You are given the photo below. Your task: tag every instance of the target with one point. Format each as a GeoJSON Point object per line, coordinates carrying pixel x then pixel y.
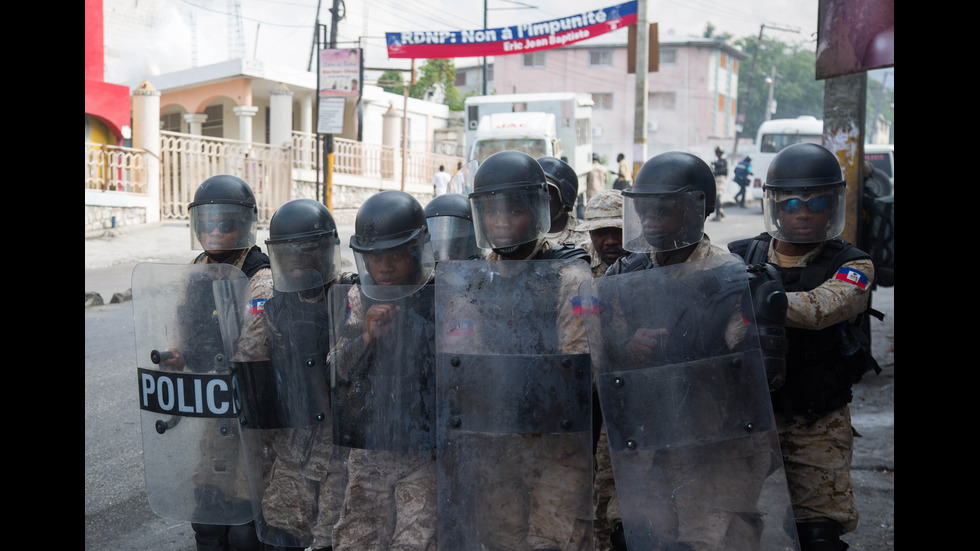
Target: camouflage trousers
{"type": "Point", "coordinates": [817, 458]}
{"type": "Point", "coordinates": [534, 492]}
{"type": "Point", "coordinates": [306, 487]}
{"type": "Point", "coordinates": [390, 504]}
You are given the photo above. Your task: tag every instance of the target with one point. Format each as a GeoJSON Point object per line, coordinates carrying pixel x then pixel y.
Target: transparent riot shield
{"type": "Point", "coordinates": [296, 475]}
{"type": "Point", "coordinates": [514, 406]}
{"type": "Point", "coordinates": [686, 407]}
{"type": "Point", "coordinates": [382, 398]}
{"type": "Point", "coordinates": [192, 454]}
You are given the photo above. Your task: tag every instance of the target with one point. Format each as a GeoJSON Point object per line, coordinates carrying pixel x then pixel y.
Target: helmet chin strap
{"type": "Point", "coordinates": [221, 256]}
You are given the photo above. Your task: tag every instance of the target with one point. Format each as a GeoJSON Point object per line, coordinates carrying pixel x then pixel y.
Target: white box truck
{"type": "Point", "coordinates": [541, 124]}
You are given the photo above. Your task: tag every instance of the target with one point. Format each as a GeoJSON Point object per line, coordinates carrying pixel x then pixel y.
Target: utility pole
{"type": "Point", "coordinates": [642, 86]}
{"type": "Point", "coordinates": [743, 98]}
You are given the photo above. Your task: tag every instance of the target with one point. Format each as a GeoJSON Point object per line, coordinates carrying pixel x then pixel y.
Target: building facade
{"type": "Point", "coordinates": [692, 96]}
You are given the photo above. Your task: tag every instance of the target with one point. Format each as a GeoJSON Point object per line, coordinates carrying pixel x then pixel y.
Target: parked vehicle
{"type": "Point", "coordinates": [570, 111]}
{"type": "Point", "coordinates": [774, 136]}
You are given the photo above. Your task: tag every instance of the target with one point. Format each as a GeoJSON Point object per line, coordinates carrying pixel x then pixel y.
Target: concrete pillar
{"type": "Point", "coordinates": [281, 116]}
{"type": "Point", "coordinates": [146, 136]}
{"type": "Point", "coordinates": [194, 122]}
{"type": "Point", "coordinates": [390, 137]}
{"type": "Point", "coordinates": [245, 114]}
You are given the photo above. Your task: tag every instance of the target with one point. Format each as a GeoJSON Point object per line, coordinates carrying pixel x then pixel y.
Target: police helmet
{"type": "Point", "coordinates": [224, 203]}
{"type": "Point", "coordinates": [303, 246]}
{"type": "Point", "coordinates": [390, 229]}
{"type": "Point", "coordinates": [672, 194]}
{"type": "Point", "coordinates": [509, 186]}
{"type": "Point", "coordinates": [560, 174]}
{"type": "Point", "coordinates": [803, 196]}
{"type": "Point", "coordinates": [450, 223]}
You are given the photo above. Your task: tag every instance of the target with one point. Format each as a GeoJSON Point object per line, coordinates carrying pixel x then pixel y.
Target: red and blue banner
{"type": "Point", "coordinates": [518, 39]}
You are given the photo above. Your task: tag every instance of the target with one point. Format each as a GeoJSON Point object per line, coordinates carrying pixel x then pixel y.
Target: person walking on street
{"type": "Point", "coordinates": [720, 169]}
{"type": "Point", "coordinates": [440, 180]}
{"type": "Point", "coordinates": [828, 285]}
{"type": "Point", "coordinates": [625, 174]}
{"type": "Point", "coordinates": [596, 179]}
{"type": "Point", "coordinates": [743, 177]}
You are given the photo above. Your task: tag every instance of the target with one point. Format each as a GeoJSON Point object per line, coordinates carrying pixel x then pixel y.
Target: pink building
{"type": "Point", "coordinates": [692, 97]}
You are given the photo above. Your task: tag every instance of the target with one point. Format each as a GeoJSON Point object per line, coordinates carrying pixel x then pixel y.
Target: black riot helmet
{"type": "Point", "coordinates": [450, 221]}
{"type": "Point", "coordinates": [803, 196]}
{"type": "Point", "coordinates": [672, 194]}
{"type": "Point", "coordinates": [223, 215]}
{"type": "Point", "coordinates": [392, 246]}
{"type": "Point", "coordinates": [561, 174]}
{"type": "Point", "coordinates": [303, 246]}
{"type": "Point", "coordinates": [510, 201]}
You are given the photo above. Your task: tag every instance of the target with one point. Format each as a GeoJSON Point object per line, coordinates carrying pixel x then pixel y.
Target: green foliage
{"type": "Point", "coordinates": [797, 91]}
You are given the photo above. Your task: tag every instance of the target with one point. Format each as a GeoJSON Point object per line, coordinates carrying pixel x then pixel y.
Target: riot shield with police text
{"type": "Point", "coordinates": [296, 475]}
{"type": "Point", "coordinates": [192, 453]}
{"type": "Point", "coordinates": [514, 406]}
{"type": "Point", "coordinates": [686, 407]}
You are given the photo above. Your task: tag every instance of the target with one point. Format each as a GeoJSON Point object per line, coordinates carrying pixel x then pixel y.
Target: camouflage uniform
{"type": "Point", "coordinates": [549, 475]}
{"type": "Point", "coordinates": [309, 476]}
{"type": "Point", "coordinates": [737, 472]}
{"type": "Point", "coordinates": [604, 210]}
{"type": "Point", "coordinates": [254, 344]}
{"type": "Point", "coordinates": [390, 501]}
{"type": "Point", "coordinates": [817, 455]}
{"type": "Point", "coordinates": [571, 234]}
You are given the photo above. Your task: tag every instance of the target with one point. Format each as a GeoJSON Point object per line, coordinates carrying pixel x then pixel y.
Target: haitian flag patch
{"type": "Point", "coordinates": [851, 275]}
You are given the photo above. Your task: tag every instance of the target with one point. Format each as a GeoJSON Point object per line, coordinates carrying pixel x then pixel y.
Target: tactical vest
{"type": "Point", "coordinates": [821, 365]}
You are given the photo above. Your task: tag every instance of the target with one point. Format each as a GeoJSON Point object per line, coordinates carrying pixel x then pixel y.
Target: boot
{"type": "Point", "coordinates": [820, 536]}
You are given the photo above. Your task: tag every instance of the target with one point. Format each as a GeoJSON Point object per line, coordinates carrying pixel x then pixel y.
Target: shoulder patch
{"type": "Point", "coordinates": [852, 276]}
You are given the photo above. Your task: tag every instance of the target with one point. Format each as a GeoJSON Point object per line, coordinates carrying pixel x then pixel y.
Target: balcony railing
{"type": "Point", "coordinates": [112, 168]}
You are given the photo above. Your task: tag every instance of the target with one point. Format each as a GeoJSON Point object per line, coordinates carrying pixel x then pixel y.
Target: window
{"type": "Point", "coordinates": [602, 100]}
{"type": "Point", "coordinates": [533, 60]}
{"type": "Point", "coordinates": [664, 101]}
{"type": "Point", "coordinates": [600, 58]}
{"type": "Point", "coordinates": [170, 122]}
{"type": "Point", "coordinates": [214, 125]}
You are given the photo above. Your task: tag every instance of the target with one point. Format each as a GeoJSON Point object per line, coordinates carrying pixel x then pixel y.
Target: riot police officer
{"type": "Point", "coordinates": [563, 191]}
{"type": "Point", "coordinates": [223, 222]}
{"type": "Point", "coordinates": [677, 305]}
{"type": "Point", "coordinates": [450, 222]}
{"type": "Point", "coordinates": [382, 378]}
{"type": "Point", "coordinates": [517, 471]}
{"type": "Point", "coordinates": [828, 286]}
{"type": "Point", "coordinates": [287, 405]}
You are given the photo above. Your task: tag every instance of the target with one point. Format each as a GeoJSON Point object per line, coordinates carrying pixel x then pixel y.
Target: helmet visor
{"type": "Point", "coordinates": [307, 264]}
{"type": "Point", "coordinates": [453, 238]}
{"type": "Point", "coordinates": [511, 217]}
{"type": "Point", "coordinates": [804, 216]}
{"type": "Point", "coordinates": [662, 222]}
{"type": "Point", "coordinates": [222, 227]}
{"type": "Point", "coordinates": [398, 272]}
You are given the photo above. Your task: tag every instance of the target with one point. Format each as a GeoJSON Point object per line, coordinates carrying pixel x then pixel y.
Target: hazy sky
{"type": "Point", "coordinates": [200, 32]}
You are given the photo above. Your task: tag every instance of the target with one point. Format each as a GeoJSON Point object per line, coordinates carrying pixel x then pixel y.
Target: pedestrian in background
{"type": "Point", "coordinates": [828, 288]}
{"type": "Point", "coordinates": [720, 169]}
{"type": "Point", "coordinates": [743, 174]}
{"type": "Point", "coordinates": [625, 174]}
{"type": "Point", "coordinates": [440, 180]}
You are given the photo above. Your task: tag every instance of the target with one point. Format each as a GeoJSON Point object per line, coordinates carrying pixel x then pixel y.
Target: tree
{"type": "Point", "coordinates": [796, 90]}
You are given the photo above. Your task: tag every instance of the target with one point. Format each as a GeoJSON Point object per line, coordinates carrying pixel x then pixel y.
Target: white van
{"type": "Point", "coordinates": [774, 136]}
{"type": "Point", "coordinates": [882, 157]}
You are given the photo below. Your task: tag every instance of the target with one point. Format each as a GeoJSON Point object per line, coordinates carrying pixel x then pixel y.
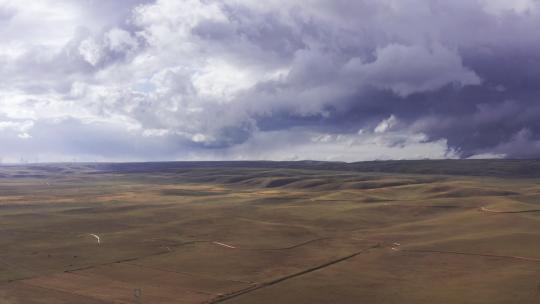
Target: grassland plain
{"type": "Point", "coordinates": [265, 232]}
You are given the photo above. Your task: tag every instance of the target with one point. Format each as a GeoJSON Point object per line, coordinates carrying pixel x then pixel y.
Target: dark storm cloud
{"type": "Point", "coordinates": [236, 78]}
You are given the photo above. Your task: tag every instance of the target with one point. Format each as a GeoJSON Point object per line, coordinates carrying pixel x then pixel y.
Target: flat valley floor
{"type": "Point", "coordinates": [92, 235]}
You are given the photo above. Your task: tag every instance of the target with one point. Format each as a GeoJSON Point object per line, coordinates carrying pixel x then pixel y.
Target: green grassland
{"type": "Point", "coordinates": [271, 232]}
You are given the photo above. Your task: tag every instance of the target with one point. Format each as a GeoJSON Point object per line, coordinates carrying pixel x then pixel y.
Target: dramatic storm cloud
{"type": "Point", "coordinates": [242, 79]}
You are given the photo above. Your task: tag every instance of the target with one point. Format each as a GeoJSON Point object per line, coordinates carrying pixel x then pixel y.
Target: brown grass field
{"type": "Point", "coordinates": [301, 233]}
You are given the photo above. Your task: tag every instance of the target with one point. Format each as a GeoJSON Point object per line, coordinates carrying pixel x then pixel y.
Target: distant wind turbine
{"type": "Point", "coordinates": [96, 236]}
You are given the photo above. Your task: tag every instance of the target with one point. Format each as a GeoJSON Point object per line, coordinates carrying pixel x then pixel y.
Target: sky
{"type": "Point", "coordinates": [332, 80]}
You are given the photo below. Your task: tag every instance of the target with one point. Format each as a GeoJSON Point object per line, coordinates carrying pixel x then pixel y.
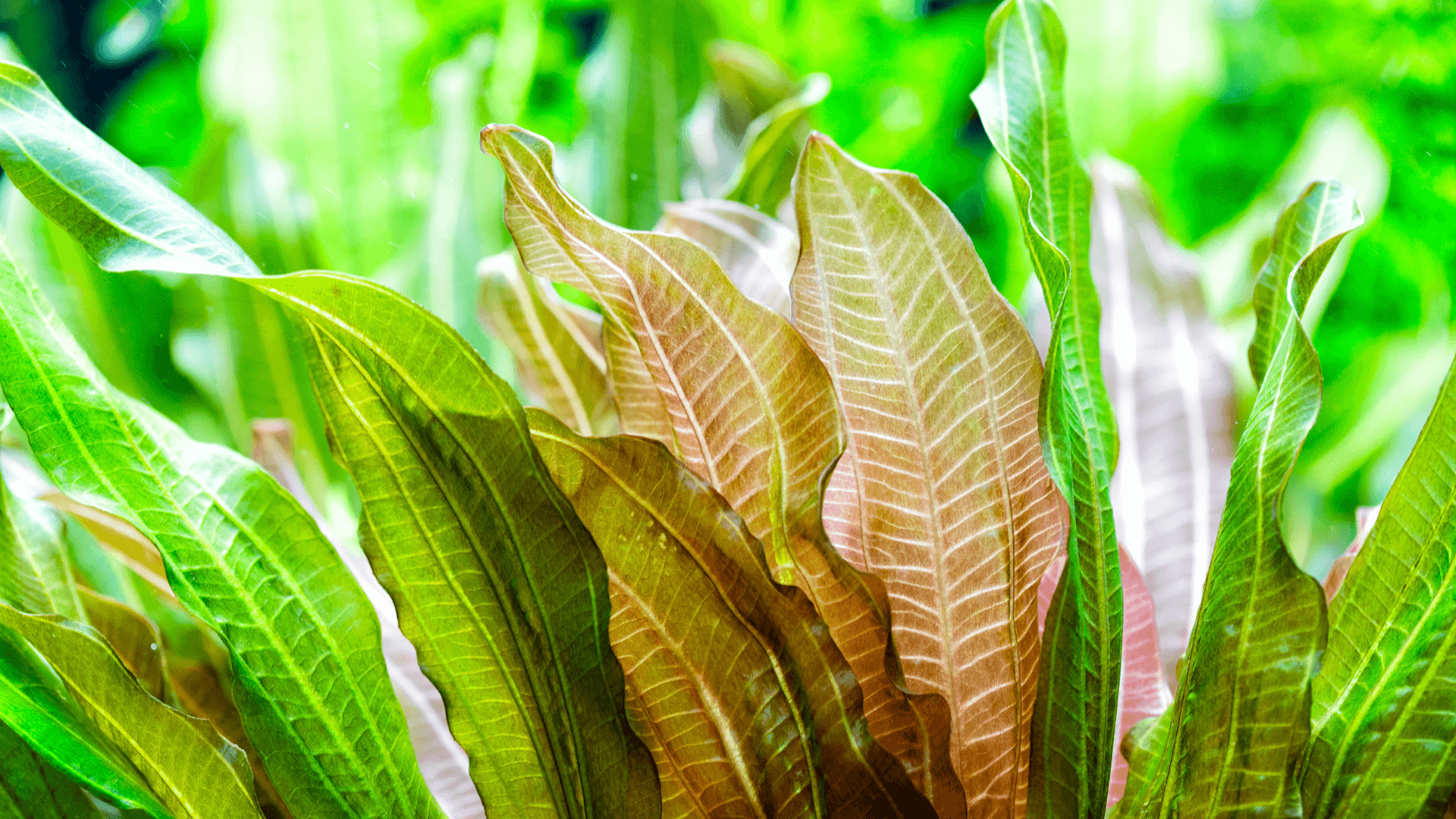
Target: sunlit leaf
{"type": "Point", "coordinates": [38, 708]}
{"type": "Point", "coordinates": [36, 572]}
{"type": "Point", "coordinates": [34, 789]}
{"type": "Point", "coordinates": [638, 85]}
{"type": "Point", "coordinates": [560, 360]}
{"type": "Point", "coordinates": [1172, 392]}
{"type": "Point", "coordinates": [752, 413]}
{"type": "Point", "coordinates": [131, 635]}
{"type": "Point", "coordinates": [497, 583]}
{"type": "Point", "coordinates": [951, 503]}
{"type": "Point", "coordinates": [55, 159]}
{"type": "Point", "coordinates": [240, 554]}
{"type": "Point", "coordinates": [1383, 735]}
{"type": "Point", "coordinates": [1021, 102]}
{"type": "Point", "coordinates": [756, 251]}
{"type": "Point", "coordinates": [1365, 519]}
{"type": "Point", "coordinates": [191, 770]}
{"type": "Point", "coordinates": [693, 615]}
{"type": "Point", "coordinates": [1261, 626]}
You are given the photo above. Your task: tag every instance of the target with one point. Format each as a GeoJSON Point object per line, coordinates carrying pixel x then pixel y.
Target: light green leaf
{"type": "Point", "coordinates": [772, 148]}
{"type": "Point", "coordinates": [36, 706]}
{"type": "Point", "coordinates": [36, 570]}
{"type": "Point", "coordinates": [316, 85]}
{"type": "Point", "coordinates": [495, 579]}
{"type": "Point", "coordinates": [557, 344]}
{"type": "Point", "coordinates": [240, 554]}
{"type": "Point", "coordinates": [120, 213]}
{"type": "Point", "coordinates": [638, 85]}
{"type": "Point", "coordinates": [191, 770]}
{"type": "Point", "coordinates": [1383, 732]}
{"type": "Point", "coordinates": [33, 789]}
{"type": "Point", "coordinates": [1024, 110]}
{"type": "Point", "coordinates": [1238, 725]}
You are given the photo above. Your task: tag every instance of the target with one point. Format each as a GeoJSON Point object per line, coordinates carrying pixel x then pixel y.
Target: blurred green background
{"type": "Point", "coordinates": [343, 134]}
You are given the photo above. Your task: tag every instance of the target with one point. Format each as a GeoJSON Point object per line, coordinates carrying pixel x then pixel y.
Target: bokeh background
{"type": "Point", "coordinates": [343, 134]}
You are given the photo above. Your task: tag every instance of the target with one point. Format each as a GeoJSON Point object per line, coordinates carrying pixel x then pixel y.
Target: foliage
{"type": "Point", "coordinates": [811, 521]}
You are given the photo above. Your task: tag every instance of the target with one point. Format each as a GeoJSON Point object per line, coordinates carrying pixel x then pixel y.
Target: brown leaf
{"type": "Point", "coordinates": [943, 491]}
{"type": "Point", "coordinates": [752, 413]}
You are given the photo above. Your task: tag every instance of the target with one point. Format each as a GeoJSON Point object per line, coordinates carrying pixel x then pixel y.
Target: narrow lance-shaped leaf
{"type": "Point", "coordinates": [560, 359]}
{"type": "Point", "coordinates": [946, 493]}
{"type": "Point", "coordinates": [1172, 391]}
{"type": "Point", "coordinates": [191, 770]}
{"type": "Point", "coordinates": [240, 553]}
{"type": "Point", "coordinates": [752, 413]}
{"type": "Point", "coordinates": [1021, 101]}
{"type": "Point", "coordinates": [133, 637]}
{"type": "Point", "coordinates": [237, 548]}
{"type": "Point", "coordinates": [1142, 691]}
{"type": "Point", "coordinates": [693, 615]}
{"type": "Point", "coordinates": [756, 251]}
{"type": "Point", "coordinates": [772, 148]}
{"type": "Point", "coordinates": [36, 706]}
{"type": "Point", "coordinates": [1261, 626]}
{"type": "Point", "coordinates": [443, 763]}
{"type": "Point", "coordinates": [497, 583]}
{"type": "Point", "coordinates": [1365, 519]}
{"type": "Point", "coordinates": [1383, 741]}
{"type": "Point", "coordinates": [156, 232]}
{"type": "Point", "coordinates": [36, 572]}
{"type": "Point", "coordinates": [34, 789]}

Work required: Print exactly the lines from the one with "Target: foliage" through the last line of the material, including both, and no others.

Output below:
Target: foliage
{"type": "Point", "coordinates": [811, 521]}
You are given the photo above. Your task: tag every instance of the target with one point. Format each as a GeoJSON Point object per line, coordinates carrying pixel x then pixel y.
Target: brown leaf
{"type": "Point", "coordinates": [943, 491]}
{"type": "Point", "coordinates": [752, 413]}
You are given the photo above. Your task: tag every instance of the target with one point. Format each as a GeoJSON Point object per line, coordinates carrying pixel x then pixel y.
Target: narrow lance-shaped leaf
{"type": "Point", "coordinates": [560, 359]}
{"type": "Point", "coordinates": [946, 493]}
{"type": "Point", "coordinates": [1172, 391]}
{"type": "Point", "coordinates": [191, 770]}
{"type": "Point", "coordinates": [240, 553]}
{"type": "Point", "coordinates": [752, 413]}
{"type": "Point", "coordinates": [1021, 101]}
{"type": "Point", "coordinates": [133, 637]}
{"type": "Point", "coordinates": [237, 548]}
{"type": "Point", "coordinates": [1142, 691]}
{"type": "Point", "coordinates": [693, 615]}
{"type": "Point", "coordinates": [756, 251]}
{"type": "Point", "coordinates": [772, 148]}
{"type": "Point", "coordinates": [36, 706]}
{"type": "Point", "coordinates": [1261, 626]}
{"type": "Point", "coordinates": [443, 763]}
{"type": "Point", "coordinates": [497, 583]}
{"type": "Point", "coordinates": [1365, 519]}
{"type": "Point", "coordinates": [1383, 741]}
{"type": "Point", "coordinates": [156, 232]}
{"type": "Point", "coordinates": [36, 572]}
{"type": "Point", "coordinates": [34, 789]}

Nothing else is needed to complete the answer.